**PROMPT**
Starting at the top of the entries, restate word for word each line up to and including the one with "mark: the dog's ear".
————————
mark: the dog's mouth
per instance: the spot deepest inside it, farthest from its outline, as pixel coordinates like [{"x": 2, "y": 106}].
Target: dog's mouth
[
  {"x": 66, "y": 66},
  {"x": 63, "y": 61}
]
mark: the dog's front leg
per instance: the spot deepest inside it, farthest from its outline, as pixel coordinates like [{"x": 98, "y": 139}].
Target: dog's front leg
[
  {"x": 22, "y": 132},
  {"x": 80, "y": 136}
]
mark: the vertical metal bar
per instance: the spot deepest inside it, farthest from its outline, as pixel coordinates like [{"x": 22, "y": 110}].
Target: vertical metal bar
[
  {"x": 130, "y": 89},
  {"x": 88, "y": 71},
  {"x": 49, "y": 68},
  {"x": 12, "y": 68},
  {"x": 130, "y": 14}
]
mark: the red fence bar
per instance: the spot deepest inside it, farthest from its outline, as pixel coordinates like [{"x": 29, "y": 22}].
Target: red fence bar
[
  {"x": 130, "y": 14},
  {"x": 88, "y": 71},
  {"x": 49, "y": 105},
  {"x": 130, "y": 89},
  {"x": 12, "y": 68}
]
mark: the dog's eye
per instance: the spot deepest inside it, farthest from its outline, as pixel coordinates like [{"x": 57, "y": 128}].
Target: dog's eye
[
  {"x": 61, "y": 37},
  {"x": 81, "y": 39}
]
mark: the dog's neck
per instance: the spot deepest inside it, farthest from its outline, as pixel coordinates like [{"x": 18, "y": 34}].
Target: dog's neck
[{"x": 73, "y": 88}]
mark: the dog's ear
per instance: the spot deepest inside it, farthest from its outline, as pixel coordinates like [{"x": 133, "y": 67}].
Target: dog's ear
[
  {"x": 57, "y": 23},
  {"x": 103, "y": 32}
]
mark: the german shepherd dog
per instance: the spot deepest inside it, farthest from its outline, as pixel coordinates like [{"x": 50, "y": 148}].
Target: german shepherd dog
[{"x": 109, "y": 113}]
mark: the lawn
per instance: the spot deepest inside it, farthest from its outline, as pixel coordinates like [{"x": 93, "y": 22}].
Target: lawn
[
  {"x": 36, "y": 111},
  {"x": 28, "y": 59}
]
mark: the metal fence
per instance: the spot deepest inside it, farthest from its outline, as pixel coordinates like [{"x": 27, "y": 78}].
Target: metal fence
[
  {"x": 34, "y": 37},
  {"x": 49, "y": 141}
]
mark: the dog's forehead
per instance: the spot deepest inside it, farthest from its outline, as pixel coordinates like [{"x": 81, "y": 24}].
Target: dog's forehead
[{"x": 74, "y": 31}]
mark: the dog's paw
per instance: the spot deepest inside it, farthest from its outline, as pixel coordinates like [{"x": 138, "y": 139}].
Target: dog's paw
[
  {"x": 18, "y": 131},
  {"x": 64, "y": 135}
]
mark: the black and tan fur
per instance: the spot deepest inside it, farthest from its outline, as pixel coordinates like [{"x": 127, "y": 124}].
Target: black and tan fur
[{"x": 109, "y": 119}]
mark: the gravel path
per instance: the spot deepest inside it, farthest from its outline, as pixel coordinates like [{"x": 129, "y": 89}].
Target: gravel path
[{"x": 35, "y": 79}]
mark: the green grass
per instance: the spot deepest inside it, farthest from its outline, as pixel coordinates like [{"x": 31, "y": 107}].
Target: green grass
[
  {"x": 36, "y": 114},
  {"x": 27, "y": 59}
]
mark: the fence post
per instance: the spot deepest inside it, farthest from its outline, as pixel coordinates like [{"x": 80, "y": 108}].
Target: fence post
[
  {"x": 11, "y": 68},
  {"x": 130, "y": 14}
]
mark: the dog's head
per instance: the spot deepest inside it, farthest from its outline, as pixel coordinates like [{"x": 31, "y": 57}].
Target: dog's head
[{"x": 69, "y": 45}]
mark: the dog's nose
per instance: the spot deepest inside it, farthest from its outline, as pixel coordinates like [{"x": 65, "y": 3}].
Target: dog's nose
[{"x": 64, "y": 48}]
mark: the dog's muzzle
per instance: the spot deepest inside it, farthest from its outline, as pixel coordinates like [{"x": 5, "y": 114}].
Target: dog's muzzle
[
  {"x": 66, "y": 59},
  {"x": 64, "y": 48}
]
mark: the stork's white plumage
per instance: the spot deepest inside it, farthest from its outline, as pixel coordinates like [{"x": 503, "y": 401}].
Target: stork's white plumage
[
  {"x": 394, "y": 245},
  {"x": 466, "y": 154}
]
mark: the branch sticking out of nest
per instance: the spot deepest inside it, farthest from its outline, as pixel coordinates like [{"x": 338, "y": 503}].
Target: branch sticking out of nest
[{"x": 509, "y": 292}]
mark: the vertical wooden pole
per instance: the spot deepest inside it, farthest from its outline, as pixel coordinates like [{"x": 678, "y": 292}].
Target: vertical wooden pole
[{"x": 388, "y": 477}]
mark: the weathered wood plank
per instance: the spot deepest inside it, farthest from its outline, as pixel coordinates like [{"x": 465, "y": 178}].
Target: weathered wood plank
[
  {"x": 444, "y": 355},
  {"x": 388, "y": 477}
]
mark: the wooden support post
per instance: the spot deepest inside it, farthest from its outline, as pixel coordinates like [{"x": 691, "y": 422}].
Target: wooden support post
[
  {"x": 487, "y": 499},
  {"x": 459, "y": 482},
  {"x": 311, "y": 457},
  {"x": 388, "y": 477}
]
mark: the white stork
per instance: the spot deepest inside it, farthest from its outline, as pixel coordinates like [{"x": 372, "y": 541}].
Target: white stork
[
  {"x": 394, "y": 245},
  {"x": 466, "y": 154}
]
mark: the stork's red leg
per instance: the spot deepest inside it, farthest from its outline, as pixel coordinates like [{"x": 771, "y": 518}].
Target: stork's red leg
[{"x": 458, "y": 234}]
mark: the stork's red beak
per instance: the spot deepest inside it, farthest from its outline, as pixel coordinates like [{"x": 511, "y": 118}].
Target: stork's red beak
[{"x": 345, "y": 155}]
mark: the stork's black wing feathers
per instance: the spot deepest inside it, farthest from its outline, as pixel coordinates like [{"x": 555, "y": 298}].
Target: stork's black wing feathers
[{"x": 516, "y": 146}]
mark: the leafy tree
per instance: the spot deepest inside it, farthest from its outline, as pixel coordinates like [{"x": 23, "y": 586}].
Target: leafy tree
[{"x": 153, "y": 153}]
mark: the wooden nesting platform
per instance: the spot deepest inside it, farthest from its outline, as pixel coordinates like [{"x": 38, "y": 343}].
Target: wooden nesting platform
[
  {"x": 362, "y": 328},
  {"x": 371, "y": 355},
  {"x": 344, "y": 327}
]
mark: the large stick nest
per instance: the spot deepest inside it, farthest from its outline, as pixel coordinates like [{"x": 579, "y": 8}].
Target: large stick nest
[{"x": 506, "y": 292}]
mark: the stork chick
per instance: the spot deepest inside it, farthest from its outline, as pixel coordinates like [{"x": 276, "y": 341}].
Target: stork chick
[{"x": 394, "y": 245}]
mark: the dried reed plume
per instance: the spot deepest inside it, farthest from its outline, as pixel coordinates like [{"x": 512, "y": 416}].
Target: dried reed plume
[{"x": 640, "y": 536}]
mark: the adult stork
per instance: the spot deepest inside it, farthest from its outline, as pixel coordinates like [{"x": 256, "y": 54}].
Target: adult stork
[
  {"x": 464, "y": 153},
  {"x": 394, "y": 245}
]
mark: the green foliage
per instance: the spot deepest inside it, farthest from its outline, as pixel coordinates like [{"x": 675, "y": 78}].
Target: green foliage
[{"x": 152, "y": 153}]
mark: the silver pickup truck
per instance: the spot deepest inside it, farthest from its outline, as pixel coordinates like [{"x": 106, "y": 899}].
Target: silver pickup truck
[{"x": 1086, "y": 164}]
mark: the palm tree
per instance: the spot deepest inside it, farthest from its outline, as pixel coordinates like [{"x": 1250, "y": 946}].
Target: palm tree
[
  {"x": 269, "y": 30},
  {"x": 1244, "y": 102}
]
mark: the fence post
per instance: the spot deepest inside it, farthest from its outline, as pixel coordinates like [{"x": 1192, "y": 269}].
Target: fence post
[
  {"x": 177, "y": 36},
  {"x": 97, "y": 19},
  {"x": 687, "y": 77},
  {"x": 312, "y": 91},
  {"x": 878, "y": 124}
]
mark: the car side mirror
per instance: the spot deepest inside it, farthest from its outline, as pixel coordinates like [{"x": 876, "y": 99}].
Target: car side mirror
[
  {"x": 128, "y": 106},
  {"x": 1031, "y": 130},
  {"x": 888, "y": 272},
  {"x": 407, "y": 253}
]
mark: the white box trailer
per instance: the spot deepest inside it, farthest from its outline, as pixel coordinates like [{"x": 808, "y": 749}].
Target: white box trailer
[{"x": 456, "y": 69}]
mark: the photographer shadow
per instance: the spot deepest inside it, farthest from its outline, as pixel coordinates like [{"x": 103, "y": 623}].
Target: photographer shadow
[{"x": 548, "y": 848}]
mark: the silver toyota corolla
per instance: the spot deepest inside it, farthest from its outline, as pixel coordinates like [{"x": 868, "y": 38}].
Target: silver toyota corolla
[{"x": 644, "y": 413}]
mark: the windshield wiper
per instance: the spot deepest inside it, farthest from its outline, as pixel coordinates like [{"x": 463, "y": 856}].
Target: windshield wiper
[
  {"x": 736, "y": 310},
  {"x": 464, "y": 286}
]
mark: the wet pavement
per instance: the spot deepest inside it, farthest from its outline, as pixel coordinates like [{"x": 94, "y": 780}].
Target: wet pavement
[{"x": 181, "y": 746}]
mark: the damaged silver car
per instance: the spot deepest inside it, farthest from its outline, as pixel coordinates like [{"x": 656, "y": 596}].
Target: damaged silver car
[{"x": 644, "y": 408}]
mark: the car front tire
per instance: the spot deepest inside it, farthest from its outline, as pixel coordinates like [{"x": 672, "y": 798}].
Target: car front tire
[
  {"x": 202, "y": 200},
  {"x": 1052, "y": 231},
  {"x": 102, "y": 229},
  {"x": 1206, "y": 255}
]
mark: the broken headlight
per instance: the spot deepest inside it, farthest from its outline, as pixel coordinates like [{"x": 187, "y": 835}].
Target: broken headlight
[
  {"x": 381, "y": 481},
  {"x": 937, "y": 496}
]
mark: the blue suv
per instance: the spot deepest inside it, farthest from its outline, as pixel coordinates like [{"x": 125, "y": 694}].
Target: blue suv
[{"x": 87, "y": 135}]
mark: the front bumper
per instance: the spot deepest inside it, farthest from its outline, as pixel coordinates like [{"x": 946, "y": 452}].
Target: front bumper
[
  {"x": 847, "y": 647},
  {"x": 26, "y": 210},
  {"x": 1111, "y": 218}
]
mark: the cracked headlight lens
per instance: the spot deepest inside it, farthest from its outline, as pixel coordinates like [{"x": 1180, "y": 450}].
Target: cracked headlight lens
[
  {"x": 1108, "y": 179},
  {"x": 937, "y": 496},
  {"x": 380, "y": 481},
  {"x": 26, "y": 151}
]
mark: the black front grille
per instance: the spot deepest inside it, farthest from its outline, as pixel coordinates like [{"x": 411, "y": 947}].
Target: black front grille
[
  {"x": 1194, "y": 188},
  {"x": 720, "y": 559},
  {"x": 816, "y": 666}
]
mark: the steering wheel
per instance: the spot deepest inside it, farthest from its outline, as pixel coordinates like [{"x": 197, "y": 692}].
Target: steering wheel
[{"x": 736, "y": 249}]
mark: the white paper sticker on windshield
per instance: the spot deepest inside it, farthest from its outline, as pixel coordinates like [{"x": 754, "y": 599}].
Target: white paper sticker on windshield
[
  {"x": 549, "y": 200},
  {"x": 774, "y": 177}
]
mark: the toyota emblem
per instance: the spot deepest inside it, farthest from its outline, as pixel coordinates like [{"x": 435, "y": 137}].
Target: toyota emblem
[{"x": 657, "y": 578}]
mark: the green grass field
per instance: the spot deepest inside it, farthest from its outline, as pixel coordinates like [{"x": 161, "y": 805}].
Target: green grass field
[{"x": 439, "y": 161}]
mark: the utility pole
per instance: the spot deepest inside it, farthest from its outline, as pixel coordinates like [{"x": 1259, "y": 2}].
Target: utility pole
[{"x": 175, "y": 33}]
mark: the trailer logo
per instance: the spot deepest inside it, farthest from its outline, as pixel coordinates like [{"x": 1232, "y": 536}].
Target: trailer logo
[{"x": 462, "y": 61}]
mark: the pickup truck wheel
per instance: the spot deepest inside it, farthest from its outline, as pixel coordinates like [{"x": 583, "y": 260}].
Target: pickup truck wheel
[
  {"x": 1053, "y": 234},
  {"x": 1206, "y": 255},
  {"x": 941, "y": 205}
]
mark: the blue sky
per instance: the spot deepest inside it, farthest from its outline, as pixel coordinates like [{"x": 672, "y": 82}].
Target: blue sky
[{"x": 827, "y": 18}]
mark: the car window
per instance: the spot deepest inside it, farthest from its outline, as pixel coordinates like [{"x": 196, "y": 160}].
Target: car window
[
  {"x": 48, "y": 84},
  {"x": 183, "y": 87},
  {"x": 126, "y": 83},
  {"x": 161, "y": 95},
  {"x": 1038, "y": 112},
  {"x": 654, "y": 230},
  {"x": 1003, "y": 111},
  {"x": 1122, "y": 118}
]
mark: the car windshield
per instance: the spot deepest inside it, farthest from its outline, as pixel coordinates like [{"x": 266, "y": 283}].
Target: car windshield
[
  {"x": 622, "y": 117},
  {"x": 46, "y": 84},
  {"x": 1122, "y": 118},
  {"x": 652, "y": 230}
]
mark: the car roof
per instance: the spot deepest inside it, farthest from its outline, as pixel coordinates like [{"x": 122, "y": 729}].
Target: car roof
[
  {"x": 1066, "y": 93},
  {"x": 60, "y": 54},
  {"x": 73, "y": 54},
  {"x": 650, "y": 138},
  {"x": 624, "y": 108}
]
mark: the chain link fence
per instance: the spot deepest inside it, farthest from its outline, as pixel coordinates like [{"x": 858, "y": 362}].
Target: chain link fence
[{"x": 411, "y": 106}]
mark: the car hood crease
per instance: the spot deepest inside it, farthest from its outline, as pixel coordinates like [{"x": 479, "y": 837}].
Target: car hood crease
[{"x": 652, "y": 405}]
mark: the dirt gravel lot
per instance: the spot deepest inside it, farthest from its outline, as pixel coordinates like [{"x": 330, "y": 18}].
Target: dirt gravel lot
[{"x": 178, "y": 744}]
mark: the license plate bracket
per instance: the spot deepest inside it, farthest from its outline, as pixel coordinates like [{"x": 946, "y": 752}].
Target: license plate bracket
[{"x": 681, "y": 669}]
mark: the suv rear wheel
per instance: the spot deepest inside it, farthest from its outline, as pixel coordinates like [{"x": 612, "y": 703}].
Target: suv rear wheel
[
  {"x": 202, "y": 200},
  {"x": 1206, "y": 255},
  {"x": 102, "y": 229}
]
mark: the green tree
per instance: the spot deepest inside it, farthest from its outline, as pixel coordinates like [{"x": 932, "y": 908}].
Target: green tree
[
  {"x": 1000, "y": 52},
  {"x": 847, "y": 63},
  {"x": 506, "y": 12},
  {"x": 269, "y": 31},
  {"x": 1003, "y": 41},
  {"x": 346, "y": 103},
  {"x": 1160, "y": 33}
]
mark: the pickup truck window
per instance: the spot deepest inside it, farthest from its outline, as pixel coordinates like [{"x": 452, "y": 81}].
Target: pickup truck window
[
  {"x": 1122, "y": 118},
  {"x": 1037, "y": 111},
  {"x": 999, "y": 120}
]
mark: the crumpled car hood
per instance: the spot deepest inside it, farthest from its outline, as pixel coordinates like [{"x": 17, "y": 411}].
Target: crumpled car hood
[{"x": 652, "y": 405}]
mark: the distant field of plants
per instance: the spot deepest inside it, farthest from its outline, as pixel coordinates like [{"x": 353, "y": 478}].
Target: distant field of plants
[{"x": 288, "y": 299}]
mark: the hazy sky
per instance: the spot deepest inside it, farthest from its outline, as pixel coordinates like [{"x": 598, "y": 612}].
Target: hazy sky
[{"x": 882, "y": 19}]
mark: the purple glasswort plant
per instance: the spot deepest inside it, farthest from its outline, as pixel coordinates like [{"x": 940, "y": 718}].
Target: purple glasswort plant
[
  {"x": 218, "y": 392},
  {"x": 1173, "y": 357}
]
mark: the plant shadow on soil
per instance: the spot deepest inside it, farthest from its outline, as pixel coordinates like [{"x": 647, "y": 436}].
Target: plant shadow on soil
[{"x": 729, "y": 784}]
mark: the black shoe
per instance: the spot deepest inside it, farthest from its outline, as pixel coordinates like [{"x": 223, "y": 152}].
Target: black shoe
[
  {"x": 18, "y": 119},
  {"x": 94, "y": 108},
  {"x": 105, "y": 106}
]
————————
**ANSWER AREA**
mark: the dog's mouth
per instance: the spot deepest inside it, farthest from its outline, as pixel coordinates like [{"x": 2, "y": 106}].
Target: dog's mouth
[
  {"x": 66, "y": 66},
  {"x": 63, "y": 61}
]
mark: the dog's front leg
per instance: the spot deepest inside it, farthest from its outline, as pixel coordinates like [{"x": 98, "y": 139}].
Target: dog's front leg
[
  {"x": 22, "y": 132},
  {"x": 80, "y": 136}
]
mark: the vertical metal bar
per instance: the spot deepest inside it, farthest from its outline, as pixel coordinates like [{"x": 22, "y": 110}].
Target: vertical metal bar
[
  {"x": 130, "y": 89},
  {"x": 88, "y": 71},
  {"x": 49, "y": 68},
  {"x": 12, "y": 68},
  {"x": 130, "y": 14}
]
mark: the red fence bar
per instance: the spot deepest inside it, farthest from its outline, as pixel coordinates like [{"x": 29, "y": 22}].
Target: red fence bar
[
  {"x": 130, "y": 14},
  {"x": 88, "y": 71},
  {"x": 49, "y": 105},
  {"x": 130, "y": 89},
  {"x": 12, "y": 68}
]
mark: the dog's eye
per instance: the spot deepest inside it, farthest from its outline, as pixel coordinates like [{"x": 57, "y": 128}].
Target: dog's eye
[
  {"x": 61, "y": 37},
  {"x": 81, "y": 39}
]
mark: the dog's neck
per instance: the spot deepest inside it, farthest from its outline, as pixel coordinates like [{"x": 18, "y": 34}].
Target: dog's neck
[{"x": 73, "y": 88}]
mark: the dog's ear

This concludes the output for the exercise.